TEXTO FORNECIDO:

━━━━━━

O referido autor entende que no que se refere às excludentes de ilicitude e culpabilidade, hipótese de absolvição sumária antes da alteração legislativa de 2008, abrange apenas as questões de direito, o que justificava a retirada de seu conhecimento, desde logo, pelo Tribunal do Júri.
Outrossim, afirma que as hipóteses concernentes a inexistência do fato e a prova de não autoria ultrapassam as questões de direito, resultando em julgamento da matéria de fato, usurpando, assim, a competência constitucional delegada ao Tribunal do Júri. Continua o autor:
(...) Como já nos manifestamos, não nos agrada a instituição de qualquer julgamento sem a respectiva motivação, como ocorre com o Tribunal do Júri. No entanto, essa foi uma opção constitucional. Assim, quando se permite que o juiz togado absolva o réu ao entendimento de não ser ele o autor do fato, ou, mais que isso, de estar provado não ser ele o autor do fato, e também, por estar provada a inexistência do fato, está sendo subtraída a competência do Tribunal do Júri em relação à matéria que melhor lhe assenta: a matéria de fato.

━━━━━━

(Entradas da coleção)
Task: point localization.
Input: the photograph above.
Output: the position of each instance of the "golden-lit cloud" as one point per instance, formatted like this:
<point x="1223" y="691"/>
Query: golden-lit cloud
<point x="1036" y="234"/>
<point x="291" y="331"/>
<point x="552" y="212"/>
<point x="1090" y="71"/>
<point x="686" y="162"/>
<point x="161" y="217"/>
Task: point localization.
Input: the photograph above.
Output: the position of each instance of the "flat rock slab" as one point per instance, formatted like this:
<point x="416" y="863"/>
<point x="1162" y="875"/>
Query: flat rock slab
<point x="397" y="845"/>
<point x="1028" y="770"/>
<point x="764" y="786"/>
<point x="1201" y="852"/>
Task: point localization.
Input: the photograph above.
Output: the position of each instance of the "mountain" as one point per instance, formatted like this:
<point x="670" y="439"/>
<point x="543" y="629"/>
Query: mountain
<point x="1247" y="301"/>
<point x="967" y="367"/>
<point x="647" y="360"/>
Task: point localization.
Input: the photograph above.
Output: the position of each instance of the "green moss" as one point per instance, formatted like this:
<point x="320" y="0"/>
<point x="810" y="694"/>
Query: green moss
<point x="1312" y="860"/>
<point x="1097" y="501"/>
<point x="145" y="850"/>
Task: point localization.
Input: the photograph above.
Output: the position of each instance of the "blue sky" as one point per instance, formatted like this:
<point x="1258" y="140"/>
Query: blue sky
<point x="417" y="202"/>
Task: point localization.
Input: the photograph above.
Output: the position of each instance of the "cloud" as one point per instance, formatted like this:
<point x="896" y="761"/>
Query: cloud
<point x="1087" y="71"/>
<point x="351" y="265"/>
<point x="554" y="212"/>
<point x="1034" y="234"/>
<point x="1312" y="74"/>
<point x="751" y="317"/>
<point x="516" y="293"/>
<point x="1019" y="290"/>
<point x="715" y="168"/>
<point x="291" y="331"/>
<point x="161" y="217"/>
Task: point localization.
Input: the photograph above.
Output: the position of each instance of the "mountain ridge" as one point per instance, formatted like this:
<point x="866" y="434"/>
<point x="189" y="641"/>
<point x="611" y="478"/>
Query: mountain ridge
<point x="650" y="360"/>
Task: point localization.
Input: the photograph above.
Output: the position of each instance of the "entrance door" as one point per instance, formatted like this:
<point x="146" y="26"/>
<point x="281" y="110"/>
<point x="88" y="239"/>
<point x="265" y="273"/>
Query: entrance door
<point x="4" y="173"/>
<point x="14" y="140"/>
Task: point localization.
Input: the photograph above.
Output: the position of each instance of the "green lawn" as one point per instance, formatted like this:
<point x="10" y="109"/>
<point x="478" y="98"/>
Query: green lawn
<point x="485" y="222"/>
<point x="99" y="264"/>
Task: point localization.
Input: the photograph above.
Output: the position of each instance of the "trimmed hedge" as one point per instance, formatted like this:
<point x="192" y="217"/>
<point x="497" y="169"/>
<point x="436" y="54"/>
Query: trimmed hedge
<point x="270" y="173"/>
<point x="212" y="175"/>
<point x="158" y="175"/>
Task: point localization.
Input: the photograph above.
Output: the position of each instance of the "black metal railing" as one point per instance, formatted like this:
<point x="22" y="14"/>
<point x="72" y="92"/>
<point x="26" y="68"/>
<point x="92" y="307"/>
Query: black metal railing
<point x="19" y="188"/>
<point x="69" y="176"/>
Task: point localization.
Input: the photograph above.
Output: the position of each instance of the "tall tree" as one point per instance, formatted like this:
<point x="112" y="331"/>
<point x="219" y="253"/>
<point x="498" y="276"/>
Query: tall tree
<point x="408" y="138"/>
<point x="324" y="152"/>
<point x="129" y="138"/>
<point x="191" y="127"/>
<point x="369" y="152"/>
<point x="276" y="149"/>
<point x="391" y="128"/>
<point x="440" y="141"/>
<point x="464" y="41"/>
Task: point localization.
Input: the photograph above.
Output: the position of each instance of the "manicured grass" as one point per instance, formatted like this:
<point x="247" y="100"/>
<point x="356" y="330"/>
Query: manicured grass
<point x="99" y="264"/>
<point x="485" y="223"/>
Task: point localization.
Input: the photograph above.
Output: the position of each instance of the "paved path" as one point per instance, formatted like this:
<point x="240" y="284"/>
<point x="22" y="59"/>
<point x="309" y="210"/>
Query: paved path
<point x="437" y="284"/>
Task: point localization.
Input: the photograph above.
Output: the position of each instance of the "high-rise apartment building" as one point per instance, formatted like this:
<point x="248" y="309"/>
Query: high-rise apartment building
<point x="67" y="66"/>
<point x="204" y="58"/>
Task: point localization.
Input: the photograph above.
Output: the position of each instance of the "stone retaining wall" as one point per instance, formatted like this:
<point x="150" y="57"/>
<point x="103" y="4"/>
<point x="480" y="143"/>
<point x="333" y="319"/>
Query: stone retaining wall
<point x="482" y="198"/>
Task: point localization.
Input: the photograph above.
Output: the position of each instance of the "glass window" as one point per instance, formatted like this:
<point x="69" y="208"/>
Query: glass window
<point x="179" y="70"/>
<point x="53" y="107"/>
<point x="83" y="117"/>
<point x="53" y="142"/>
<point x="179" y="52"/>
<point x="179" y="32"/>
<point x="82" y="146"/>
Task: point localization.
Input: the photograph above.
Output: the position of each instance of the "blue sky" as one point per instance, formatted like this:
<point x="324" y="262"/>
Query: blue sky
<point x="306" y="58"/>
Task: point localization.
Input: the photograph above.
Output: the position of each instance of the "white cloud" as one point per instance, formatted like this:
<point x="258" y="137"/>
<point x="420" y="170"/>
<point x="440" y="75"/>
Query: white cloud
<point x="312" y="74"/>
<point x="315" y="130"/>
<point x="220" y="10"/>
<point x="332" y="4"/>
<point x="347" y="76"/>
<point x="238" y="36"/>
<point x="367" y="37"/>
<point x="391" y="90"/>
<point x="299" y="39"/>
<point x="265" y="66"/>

━━━━━━

ENUNCIADO DA TAREFA:
Por favor, responda às perguntas abaixo com base no texto sobre a absolvição sumária:
1. De que ano é a alteração legislativa antes da qual as excludentes de ilicitude e culpabilidade eram hipótese de absolvição sumária?
2. Quais hipóteses, segundo o autor, ultrapassam as questões de direito?
3. Que matéria o trecho citado aponta como a que melhor assenta ao Tribunal do Júri?

RESOLUÇÃO DO EXERCÍCIO:
1. De 2008.
2. A inexistência do fato e a prova de não autoria.
3. A matéria de fato.